┌─ Material provided

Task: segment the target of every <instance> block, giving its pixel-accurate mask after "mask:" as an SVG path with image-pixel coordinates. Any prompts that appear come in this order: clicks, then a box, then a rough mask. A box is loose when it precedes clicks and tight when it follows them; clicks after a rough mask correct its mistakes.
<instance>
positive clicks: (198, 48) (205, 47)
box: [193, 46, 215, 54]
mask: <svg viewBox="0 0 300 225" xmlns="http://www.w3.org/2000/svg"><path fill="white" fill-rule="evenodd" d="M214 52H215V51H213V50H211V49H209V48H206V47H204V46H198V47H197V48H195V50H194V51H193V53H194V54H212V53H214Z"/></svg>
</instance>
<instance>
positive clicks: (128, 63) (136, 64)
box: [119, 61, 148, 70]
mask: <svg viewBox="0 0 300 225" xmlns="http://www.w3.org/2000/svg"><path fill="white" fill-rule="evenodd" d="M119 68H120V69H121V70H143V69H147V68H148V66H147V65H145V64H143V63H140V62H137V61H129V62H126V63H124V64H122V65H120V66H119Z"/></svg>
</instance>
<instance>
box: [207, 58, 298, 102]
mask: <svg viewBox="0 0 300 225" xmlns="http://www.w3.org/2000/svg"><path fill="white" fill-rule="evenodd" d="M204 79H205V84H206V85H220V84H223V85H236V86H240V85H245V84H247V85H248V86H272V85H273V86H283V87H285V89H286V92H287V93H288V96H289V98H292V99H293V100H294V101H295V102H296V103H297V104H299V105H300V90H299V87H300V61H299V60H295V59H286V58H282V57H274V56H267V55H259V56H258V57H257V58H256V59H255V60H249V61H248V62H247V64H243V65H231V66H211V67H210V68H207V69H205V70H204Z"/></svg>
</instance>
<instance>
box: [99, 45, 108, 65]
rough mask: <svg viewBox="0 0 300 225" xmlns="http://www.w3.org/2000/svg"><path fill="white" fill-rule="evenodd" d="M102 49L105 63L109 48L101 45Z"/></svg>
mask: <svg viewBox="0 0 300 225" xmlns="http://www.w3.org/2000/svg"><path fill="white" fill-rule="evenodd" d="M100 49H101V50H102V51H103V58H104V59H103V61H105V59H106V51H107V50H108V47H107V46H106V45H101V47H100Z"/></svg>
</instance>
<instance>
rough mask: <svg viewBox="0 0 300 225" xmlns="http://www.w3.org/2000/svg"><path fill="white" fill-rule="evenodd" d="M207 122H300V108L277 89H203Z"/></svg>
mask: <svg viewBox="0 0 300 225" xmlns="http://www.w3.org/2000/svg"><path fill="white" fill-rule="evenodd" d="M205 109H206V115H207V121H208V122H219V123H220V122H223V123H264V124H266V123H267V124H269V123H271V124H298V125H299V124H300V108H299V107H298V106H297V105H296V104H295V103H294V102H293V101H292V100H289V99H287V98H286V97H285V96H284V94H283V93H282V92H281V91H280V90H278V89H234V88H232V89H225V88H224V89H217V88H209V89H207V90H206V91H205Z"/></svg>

└─
┌─ Material provided

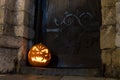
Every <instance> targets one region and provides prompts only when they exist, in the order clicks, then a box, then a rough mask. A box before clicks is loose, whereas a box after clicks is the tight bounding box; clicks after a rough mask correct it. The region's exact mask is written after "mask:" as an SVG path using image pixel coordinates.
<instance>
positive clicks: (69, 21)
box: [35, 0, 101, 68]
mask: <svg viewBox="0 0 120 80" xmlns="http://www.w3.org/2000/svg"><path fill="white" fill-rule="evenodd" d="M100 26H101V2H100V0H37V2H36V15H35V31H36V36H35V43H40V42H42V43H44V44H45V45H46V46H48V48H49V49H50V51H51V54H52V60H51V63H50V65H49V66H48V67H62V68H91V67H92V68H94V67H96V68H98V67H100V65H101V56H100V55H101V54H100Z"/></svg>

└─

**The task**. Report every line above that contains the word "order", copying each one in full.

**Your solution**.
Task: segment the target of every <instance> block, giving its pixel-accurate mask after "mask:" as an SVG path with image-pixel coordinates. Any prompts that appear come in this order: clicks, then a box, then a rough mask. A box is loose when it precedes clicks and tight when it follows them; clicks after a rough mask correct its mistakes.
Every <instance> targets one region and provides prompts only when they exist, in the order clicks, then a box, then a rough mask. A box before clicks is loose, whereas a box after clicks is the tight bounding box; clicks after a rough mask correct it. The region's exact mask is written after "mask:" as an SVG path using image pixel coordinates.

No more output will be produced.